═════ Listing

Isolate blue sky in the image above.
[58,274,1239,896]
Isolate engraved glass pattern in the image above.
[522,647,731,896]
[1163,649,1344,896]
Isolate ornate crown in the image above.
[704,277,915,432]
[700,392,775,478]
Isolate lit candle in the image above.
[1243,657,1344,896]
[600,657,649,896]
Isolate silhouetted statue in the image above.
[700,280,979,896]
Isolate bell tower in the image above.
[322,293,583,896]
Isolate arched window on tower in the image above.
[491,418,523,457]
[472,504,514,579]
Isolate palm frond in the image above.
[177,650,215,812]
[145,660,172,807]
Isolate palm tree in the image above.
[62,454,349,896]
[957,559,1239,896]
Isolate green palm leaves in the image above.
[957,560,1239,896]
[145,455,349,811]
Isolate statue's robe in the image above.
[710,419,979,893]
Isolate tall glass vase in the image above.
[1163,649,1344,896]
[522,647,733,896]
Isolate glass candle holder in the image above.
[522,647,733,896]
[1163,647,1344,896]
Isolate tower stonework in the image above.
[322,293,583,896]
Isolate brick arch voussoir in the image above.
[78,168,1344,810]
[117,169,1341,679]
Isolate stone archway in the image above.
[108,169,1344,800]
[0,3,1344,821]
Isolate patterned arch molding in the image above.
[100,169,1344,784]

══════════

Substitute "clock tower" for "bell tower" in the data from the line containing "Isolate lit candle in the image above." up to and including the line containing "[145,660,172,807]". Return only those lines, with everything else left as it is.

» **Final answer**
Isolate lit candle in the image above.
[1243,657,1344,896]
[600,657,649,896]
Isolate silhouetted statue in the image above.
[700,280,979,896]
Isolate clock tower in the image above.
[322,293,583,896]
Isolate arched window on tower in the image above.
[491,418,523,457]
[472,504,514,579]
Isolate palm frond in the image above.
[177,650,215,812]
[145,660,172,807]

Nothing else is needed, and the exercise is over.